• Exercise directions:
Whatever the lines below say, output them exactly.

• Source information:
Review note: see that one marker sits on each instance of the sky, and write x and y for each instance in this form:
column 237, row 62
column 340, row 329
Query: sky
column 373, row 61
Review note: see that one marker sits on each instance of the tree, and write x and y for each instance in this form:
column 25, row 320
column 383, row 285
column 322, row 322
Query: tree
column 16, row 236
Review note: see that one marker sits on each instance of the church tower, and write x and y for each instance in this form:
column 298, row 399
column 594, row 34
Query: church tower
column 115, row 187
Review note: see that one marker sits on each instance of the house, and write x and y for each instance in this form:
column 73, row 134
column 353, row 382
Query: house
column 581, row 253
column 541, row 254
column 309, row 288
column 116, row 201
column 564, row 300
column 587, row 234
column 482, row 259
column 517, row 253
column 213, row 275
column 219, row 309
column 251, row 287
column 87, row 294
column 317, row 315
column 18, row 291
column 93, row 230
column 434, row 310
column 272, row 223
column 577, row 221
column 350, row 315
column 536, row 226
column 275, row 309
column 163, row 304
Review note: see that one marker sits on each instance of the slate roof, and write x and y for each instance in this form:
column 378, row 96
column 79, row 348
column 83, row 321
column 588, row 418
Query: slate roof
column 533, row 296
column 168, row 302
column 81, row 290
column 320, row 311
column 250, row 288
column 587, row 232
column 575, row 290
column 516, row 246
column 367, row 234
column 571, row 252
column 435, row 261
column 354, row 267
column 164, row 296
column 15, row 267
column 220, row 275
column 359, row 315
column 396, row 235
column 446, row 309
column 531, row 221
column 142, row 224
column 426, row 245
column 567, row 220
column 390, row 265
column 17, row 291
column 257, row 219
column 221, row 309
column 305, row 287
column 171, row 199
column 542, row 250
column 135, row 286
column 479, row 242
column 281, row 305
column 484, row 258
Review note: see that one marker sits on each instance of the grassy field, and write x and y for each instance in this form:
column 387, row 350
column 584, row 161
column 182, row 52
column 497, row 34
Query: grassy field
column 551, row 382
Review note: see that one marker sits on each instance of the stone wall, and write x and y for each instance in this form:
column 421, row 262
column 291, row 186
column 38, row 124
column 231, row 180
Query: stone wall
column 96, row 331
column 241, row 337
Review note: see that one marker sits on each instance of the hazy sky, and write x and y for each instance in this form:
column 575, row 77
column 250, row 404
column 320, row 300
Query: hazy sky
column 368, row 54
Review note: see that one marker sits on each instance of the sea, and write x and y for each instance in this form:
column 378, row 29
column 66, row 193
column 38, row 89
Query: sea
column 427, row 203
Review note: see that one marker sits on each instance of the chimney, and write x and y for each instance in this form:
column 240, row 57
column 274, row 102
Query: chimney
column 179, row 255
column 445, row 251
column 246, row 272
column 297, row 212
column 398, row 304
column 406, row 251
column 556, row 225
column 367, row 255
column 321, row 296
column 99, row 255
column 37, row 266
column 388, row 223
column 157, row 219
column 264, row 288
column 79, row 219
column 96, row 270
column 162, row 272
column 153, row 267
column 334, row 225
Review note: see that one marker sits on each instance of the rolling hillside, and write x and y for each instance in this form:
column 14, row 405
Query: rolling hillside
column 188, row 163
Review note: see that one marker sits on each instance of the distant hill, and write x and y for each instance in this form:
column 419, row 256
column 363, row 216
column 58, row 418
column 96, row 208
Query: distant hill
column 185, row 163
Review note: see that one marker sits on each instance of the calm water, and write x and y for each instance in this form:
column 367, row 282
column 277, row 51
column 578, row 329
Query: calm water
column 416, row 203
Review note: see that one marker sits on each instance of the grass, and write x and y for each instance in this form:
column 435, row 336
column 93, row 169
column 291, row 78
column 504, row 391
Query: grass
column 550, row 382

• Answer to this problem:
Review note: see that one marker sits on each instance of the sky, and write x and y for each instance in this form:
column 237, row 62
column 340, row 329
Query: sky
column 373, row 61
Review note: see that one marker sits on each instance of the tree, and write x and y for each instance in this form:
column 25, row 320
column 383, row 285
column 322, row 322
Query: tree
column 16, row 236
Review note: see that one marker sits on each instance of the church tower, and write x and y for each instance in this form:
column 298, row 399
column 594, row 34
Query: church tower
column 115, row 187
Review note: see that one marker sits on each instance of the house, and write x and y for each instance in this form:
column 73, row 134
column 353, row 382
Query: house
column 581, row 253
column 541, row 254
column 309, row 288
column 116, row 201
column 564, row 300
column 587, row 234
column 482, row 259
column 517, row 253
column 213, row 275
column 219, row 309
column 251, row 287
column 87, row 294
column 317, row 315
column 18, row 291
column 93, row 230
column 434, row 310
column 272, row 223
column 577, row 221
column 350, row 315
column 536, row 226
column 275, row 309
column 163, row 304
Review note: see that one marker sits on each instance of the slate roof, and write x and y for each instance in this form:
column 378, row 96
column 79, row 348
column 83, row 321
column 588, row 418
Query: slate roof
column 533, row 296
column 168, row 302
column 81, row 290
column 320, row 311
column 250, row 288
column 587, row 232
column 575, row 290
column 516, row 246
column 367, row 234
column 571, row 252
column 435, row 261
column 354, row 267
column 164, row 296
column 15, row 267
column 220, row 275
column 359, row 315
column 396, row 235
column 446, row 309
column 531, row 221
column 142, row 224
column 426, row 245
column 567, row 220
column 390, row 265
column 17, row 291
column 257, row 219
column 221, row 309
column 305, row 287
column 171, row 199
column 542, row 250
column 135, row 286
column 479, row 242
column 281, row 305
column 484, row 258
Review note: see that one marker sits on each instance of the grassy field, and write x and y for each instance in this form:
column 387, row 350
column 584, row 161
column 182, row 52
column 497, row 34
Query: grassy field
column 551, row 382
Review note: see that one marker sits on each instance of the stone wall, and write x and y for each instance in this form:
column 421, row 262
column 291, row 186
column 38, row 124
column 231, row 180
Query: stone wall
column 96, row 331
column 241, row 337
Review note: see that one marker sits on each instance of the hazy sky, and write x and y for each instance in this form:
column 575, row 77
column 250, row 404
column 320, row 300
Query: hazy sky
column 368, row 54
Review note: see that one marker sits on each instance of the sea, and write x and y for each instance in this form:
column 378, row 29
column 66, row 193
column 38, row 89
Query: sea
column 427, row 203
Review note: see that one marker sits on each instance of the chimney, and write x and y for each instance in this form:
column 240, row 57
column 274, row 102
Query: chimney
column 179, row 255
column 445, row 251
column 246, row 272
column 297, row 212
column 398, row 304
column 406, row 251
column 556, row 225
column 367, row 255
column 321, row 296
column 99, row 255
column 37, row 266
column 388, row 223
column 157, row 219
column 264, row 288
column 79, row 219
column 96, row 270
column 162, row 272
column 153, row 267
column 334, row 225
Review note: see that one marker sits on each instance of the rolling hillside, and write x and y for each instance in this form:
column 14, row 405
Query: rolling hillside
column 188, row 163
Review note: see that one marker sits on each instance of the distant hill, and write x and y for each instance in this form:
column 419, row 256
column 363, row 216
column 58, row 418
column 96, row 208
Query: distant hill
column 185, row 163
Review note: see that one marker sits on each instance of the calm water, and write x and y for each instance in this form:
column 367, row 282
column 277, row 51
column 578, row 329
Query: calm water
column 416, row 203
Review note: see that one marker sits on each instance of the grass, and write x and y for each instance in this form:
column 435, row 336
column 93, row 169
column 291, row 78
column 504, row 391
Query: grass
column 550, row 382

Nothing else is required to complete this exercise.